GIVEN EXERCISE 1: Return the article on the Pantelligent smart frying pan word for word, without changing anything.

Pantelligent is a freshly launched Kickstarter project that aims to make stovetop cooking completely foolproof. On the outside it looks and feels just like any other frying pan, but under the hood it’s got a few tricks that make it smarter than your average skillet. In addition to a temperature sensor embedded in the center of the pan, Pantelligent is also equipped with a Bluetooth LE radio in the handle, so it can relay temperature data to your phone or tablet.

Related: Jet-inspired fins help this ultra-efficient cookware heat up 40% faster

Once you’re all synced up, the pan’s accompanying mobile app can tell you how hot the pan is, how hot it should be, and even let you know when it’s time to add ingredients, stir, or flip. All you’ve got to do is follow the alerts and adjust the heat of your stove as directed. Pantelligent’s software knows the ideal cooking times and temperatures for a myriad of different foods, so as long as you can follow directions, you’ll end up with a perfectly cooked dish every time.

The pan’s creators have already produced several working prototypes, and after beta testing their product for the better part of 2014, the Pantelligent team has finally taken to Kickstarter to raise money for volume production. If you back the project now during the crowdfunding stage, you can lock down one of these sensor-studded frying pans for a pledge of about 200 bucks. Barring any hiccups in the manufacturing process, and assuming the campaign meets its $30,000 funding goal, the Pantelligent team expects to ship the first units to backers as early as August 2015.

AVAILABLE DATA:

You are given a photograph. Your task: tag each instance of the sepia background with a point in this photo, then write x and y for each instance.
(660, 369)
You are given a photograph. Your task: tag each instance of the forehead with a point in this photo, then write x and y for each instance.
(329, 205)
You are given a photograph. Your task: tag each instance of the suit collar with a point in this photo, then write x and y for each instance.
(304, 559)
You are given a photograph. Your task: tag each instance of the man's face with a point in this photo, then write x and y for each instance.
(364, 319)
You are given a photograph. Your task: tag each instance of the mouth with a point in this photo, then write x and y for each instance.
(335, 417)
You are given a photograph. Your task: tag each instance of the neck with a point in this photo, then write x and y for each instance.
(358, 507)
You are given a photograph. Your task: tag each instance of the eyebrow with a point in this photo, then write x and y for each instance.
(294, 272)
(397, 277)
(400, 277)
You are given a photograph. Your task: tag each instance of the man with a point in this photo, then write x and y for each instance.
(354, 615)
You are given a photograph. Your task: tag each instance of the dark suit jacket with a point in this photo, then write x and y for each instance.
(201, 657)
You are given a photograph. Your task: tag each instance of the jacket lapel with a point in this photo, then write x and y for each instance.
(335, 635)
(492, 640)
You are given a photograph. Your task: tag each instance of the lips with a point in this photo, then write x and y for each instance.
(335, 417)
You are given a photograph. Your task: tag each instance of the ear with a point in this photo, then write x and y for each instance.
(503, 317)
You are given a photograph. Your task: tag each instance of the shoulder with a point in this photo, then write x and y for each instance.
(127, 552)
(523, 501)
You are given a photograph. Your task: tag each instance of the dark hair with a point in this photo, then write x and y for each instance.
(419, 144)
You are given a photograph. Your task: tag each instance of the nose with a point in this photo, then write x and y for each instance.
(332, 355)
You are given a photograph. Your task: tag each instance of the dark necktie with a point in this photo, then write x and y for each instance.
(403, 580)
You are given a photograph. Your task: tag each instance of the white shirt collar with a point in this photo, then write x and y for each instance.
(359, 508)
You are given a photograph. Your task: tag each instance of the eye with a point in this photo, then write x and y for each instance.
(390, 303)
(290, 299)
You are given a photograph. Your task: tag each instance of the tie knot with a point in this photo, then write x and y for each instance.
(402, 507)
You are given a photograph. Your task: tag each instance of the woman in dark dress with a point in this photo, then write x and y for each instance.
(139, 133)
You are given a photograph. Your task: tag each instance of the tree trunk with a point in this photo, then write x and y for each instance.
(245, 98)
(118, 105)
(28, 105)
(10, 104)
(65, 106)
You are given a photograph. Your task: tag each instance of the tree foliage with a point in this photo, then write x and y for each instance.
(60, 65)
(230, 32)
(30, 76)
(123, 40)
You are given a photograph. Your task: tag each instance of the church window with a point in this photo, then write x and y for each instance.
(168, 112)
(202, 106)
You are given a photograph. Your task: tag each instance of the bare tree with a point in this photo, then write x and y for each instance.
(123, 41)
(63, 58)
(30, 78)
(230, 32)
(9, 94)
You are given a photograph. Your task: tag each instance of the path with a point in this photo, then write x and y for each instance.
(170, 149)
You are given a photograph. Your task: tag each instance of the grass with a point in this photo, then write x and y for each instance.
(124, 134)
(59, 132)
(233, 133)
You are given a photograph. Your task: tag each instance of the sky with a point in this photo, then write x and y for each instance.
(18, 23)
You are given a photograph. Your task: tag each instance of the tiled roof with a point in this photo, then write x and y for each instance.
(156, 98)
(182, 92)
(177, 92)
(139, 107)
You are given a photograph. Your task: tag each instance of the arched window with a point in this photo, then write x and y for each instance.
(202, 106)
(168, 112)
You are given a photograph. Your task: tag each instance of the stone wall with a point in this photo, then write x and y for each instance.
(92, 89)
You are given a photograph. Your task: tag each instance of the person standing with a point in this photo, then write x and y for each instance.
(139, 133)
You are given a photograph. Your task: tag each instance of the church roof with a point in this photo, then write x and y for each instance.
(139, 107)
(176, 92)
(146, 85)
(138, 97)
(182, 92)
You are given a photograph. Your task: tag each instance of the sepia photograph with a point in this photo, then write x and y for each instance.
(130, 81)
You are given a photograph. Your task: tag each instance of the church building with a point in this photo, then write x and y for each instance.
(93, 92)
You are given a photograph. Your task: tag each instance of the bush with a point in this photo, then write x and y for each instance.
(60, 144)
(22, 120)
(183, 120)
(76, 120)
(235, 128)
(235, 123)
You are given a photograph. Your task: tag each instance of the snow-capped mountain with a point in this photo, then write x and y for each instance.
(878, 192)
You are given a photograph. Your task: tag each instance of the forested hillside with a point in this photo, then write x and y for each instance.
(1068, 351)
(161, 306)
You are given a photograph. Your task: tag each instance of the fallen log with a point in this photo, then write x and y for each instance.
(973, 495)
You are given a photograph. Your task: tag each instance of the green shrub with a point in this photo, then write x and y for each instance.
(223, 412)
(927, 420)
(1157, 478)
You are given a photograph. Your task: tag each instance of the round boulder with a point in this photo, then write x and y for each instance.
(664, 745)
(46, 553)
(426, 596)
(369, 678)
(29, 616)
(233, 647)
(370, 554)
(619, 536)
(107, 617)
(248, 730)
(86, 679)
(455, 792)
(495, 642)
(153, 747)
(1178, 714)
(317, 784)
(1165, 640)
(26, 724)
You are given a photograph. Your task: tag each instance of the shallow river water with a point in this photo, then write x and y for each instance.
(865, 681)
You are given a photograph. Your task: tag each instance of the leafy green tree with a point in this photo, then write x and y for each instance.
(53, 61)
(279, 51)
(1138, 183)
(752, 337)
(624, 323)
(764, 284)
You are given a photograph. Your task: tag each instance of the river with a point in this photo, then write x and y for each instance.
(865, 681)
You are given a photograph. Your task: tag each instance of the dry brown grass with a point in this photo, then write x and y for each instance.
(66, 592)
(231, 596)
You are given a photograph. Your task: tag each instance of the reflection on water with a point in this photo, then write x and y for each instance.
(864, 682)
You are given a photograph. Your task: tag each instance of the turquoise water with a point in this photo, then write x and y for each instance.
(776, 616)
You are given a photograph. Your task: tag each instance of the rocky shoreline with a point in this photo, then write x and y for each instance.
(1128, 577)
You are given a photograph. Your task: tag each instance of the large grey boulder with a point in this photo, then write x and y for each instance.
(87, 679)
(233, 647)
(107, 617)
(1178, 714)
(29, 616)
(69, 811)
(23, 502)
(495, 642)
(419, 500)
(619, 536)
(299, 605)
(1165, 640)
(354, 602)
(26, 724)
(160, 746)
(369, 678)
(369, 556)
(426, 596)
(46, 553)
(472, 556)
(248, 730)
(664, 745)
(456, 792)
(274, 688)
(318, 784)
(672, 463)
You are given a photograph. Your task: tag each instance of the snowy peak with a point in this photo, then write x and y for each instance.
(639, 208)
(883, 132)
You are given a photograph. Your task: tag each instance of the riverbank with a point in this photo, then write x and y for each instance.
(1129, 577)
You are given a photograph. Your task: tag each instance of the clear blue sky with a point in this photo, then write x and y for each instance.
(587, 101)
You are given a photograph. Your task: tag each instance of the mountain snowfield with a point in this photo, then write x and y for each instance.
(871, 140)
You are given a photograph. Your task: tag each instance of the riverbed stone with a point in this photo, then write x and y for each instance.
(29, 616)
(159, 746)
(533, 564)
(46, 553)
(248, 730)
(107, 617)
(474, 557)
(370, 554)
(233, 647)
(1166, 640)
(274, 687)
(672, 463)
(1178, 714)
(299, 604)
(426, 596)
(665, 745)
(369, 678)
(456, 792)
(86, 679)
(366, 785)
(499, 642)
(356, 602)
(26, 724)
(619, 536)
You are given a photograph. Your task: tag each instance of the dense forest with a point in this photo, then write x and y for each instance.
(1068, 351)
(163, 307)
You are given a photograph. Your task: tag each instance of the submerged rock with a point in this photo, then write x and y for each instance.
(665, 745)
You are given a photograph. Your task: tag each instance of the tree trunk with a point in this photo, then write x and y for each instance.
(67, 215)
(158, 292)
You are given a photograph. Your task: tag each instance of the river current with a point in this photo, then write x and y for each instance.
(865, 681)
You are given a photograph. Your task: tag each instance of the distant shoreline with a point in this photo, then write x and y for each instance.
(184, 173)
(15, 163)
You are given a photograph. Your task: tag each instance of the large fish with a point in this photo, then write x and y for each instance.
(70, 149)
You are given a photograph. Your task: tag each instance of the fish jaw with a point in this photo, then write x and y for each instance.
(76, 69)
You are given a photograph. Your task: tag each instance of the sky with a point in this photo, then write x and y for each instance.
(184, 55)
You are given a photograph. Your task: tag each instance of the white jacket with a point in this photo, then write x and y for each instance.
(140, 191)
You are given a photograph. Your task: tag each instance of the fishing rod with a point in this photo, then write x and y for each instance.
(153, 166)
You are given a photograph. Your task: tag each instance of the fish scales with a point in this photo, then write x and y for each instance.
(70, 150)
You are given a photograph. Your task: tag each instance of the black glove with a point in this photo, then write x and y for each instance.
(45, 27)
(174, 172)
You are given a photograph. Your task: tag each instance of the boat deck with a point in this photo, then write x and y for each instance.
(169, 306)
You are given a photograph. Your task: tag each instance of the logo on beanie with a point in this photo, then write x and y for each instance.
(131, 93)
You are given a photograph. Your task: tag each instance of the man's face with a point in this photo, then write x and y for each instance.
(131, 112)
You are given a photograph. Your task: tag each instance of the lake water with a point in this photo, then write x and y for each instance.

GIVEN EXERCISE 2: From the listing above, select each line that contains the string "roof" and copy those lines unchanged.

SOLUTION 1:
Pantelligent is a freshly launched Kickstarter project that aims to make stovetop cooking completely foolproof. On the outside it looks and feels just like any other frying pan, but under the hood it’s got a few tricks that make it smarter than your average skillet. In addition to a temperature sensor embedded in the center of the pan, Pantelligent is also equipped with a Bluetooth LE radio in the handle, so it can relay temperature data to your phone or tablet.

Related: Jet-inspired fins help this ultra-efficient cookware heat up 40% faster

Once you’re all synced up, the pan’s accompanying mobile app can tell you how hot the pan is, how hot it should be, and even let you know when it’s time to add ingredients, stir, or flip. All you’ve got to do is follow the alerts and adjust the heat of your stove as directed. Pantelligent’s software knows the ideal cooking times and temperatures for a myriad of different foods, so as long as you can follow directions, you’ll end up with a perfectly cooked dish every time.

The pan’s creators have already produced several working prototypes, and after beta testing their product for the better part of 2014, the Pantelligent team has finally taken to Kickstarter to raise money for volume production. If you back the project now during the crowdfunding stage, you can lock down one of these sensor-studded frying pans for a pledge of about 200 bucks. Barring any hiccups in the manufacturing process, and assuming the campaign meets its $30,000 funding goal, the Pantelligent team expects to ship the first units to backers as early as August 2015.

SOLUTION 2:
You are given a photograph. Your task: tag each instance of the tiled roof with a point in this photo, then write x and y for each instance.
You are given a photograph. Your task: tag each instance of the church roof with a point in this photo, then write x and y for each instance.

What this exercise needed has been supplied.